▸ Complete the following:
(1) Copy the article on condo investing, starting with "By Charles Goodwin" and going on through "answer is yes.", and replace "seasoned investors" with "experienced investors".
(2) Carry on the article about investing in condominiums from the point where it stops.

▸ Reading passage:
_ _ _ _
Residential Magazine

Get in the Game

Clients who want to invest in condominiums may not know where to start

By Charles Goodwin

Condominiums offer a huge opportunity for newcomers to residential real estate and seasoned investors alike. Given where interest rates stand, is it realistic for a noncash investor to get into the condo investment game? The answer is yes.

Admittedly, navigating the intricacies of lengthy mortgage approval processes and complex homeowners association (HOA) restrictions can be a major hassle, but getting the capital needed to grow a rental property portfolio doesn’t have to be a stressful experience. Especially when guided by a financing adviser who understands the options available, the 2023 condo market — as challenging as it may be — still presents opportunities and expansive options for investor financing.

“These loans emphasize the property’s ability to cover its expenses, such as mortgage payments, taxes, insurance and HOA fees.”
_ _ _ _
Object detection data
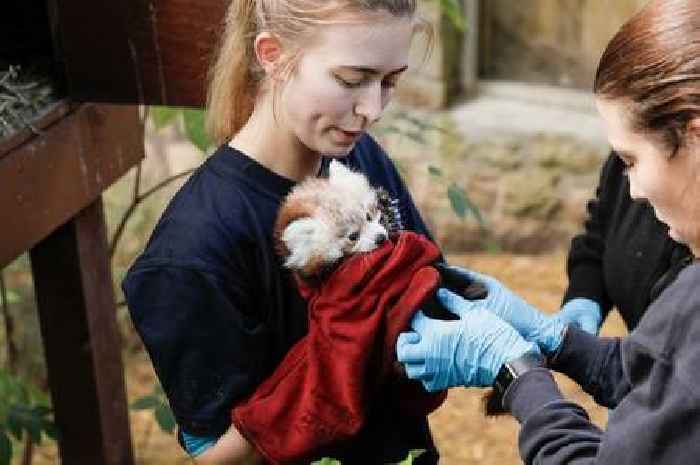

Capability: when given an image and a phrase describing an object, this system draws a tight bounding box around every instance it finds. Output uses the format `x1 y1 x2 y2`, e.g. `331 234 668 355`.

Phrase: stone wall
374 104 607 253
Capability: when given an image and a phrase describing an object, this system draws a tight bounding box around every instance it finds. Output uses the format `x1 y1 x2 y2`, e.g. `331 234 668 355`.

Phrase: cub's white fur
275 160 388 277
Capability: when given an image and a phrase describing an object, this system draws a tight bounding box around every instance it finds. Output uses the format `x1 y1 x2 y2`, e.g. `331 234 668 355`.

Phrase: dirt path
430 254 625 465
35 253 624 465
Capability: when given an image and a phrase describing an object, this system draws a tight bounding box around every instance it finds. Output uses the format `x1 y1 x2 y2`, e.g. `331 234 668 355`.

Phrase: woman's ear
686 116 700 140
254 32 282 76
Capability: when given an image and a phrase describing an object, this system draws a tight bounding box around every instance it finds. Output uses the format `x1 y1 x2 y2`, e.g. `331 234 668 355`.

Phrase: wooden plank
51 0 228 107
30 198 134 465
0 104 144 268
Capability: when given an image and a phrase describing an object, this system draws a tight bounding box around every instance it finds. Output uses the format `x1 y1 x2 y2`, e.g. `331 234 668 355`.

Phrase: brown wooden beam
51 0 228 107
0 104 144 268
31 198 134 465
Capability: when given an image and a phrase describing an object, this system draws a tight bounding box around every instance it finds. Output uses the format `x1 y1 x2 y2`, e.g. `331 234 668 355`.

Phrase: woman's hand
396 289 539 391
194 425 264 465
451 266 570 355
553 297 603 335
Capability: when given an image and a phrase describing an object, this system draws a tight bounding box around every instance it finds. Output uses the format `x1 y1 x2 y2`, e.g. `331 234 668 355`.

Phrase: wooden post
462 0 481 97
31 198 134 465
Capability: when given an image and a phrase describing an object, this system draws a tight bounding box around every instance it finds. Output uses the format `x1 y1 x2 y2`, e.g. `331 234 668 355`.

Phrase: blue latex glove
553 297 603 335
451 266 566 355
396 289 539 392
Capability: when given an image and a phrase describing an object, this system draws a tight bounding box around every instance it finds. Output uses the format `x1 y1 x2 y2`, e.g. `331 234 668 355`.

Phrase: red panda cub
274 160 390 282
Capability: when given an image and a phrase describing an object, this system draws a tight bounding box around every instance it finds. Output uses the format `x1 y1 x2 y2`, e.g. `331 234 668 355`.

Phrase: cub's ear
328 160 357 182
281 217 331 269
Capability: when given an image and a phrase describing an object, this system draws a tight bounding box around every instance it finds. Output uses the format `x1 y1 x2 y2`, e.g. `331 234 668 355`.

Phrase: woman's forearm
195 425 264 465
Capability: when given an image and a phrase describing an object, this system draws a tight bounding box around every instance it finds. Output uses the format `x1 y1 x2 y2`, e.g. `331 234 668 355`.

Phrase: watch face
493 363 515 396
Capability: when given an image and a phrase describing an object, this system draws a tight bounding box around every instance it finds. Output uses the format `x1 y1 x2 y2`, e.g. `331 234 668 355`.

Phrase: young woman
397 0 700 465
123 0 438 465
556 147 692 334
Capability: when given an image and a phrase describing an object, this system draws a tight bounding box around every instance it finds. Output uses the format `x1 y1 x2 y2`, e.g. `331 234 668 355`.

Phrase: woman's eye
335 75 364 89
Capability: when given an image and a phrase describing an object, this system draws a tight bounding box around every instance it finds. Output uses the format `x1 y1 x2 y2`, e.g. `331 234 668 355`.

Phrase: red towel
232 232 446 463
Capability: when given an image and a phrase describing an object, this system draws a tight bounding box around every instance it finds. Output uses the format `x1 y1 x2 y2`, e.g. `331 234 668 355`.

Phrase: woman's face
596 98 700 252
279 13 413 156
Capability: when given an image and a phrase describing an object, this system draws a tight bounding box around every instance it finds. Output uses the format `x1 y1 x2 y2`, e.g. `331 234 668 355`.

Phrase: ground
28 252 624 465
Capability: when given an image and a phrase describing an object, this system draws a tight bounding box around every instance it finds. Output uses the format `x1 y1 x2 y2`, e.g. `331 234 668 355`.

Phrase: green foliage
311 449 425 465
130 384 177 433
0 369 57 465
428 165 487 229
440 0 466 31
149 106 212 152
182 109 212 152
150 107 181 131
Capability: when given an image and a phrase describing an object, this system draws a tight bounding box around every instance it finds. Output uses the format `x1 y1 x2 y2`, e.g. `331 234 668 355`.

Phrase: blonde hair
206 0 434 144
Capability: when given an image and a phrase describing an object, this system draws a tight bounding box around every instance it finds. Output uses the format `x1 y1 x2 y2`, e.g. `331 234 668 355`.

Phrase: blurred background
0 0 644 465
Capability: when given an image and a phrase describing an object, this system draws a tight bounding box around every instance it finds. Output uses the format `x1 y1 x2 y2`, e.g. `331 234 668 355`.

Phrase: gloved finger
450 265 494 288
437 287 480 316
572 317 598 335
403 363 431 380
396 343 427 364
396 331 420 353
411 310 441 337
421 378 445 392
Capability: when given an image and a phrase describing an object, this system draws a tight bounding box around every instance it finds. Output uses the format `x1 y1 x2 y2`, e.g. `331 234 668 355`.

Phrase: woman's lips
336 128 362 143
_ _ _ _
▸ Task answers:
(1)
By Charles Goodwin

Condominiums offer a huge opportunity for newcomers to residential real estate and experienced investors alike. Given where interest rates stand, is it realistic for a noncash investor to get into the condo investment game? The answer is yes.

(2)
In fact, an increasing number of lenders are offering products specifically designed to finance investor-owned condominiums. Debt-service-coverage ratio (DSCR) loans, in particular, are available for both individual properties and portfolios.

These types of loans allow real estate investors with rental units in multitenant buildings and townhome communities to secure reliable, timely and competitively priced capital that’s built to scale. If you’re a mortgage originator looking to get the keys in your clients’ hands faster, it’s helpful to know the ins and outs of DSCR loans.

Empowering tool

DSCR loans are an empowering tool for real estate investors. Despite having been around for a while, they can be a game changer for investors who are unfamiliar with the concept.

Unlike a traditional mortgage, DSCR loans put more emphasis on the property’s income-generating potential than on the individual borrower’s creditworthiness. While a strong credit score is certainly called for, the approval isn’t solely based on this factor.

With DSCR loans, approval is more about the property’s financial muscle. These loans emphasize the property’s ability to cover its expenses, such as mortgage payments, taxes, insurance and HOA fees. In summary, it’s more about the property than the person.

“For mortgage originators, adding a specialization in condo financing can be a business game changer.”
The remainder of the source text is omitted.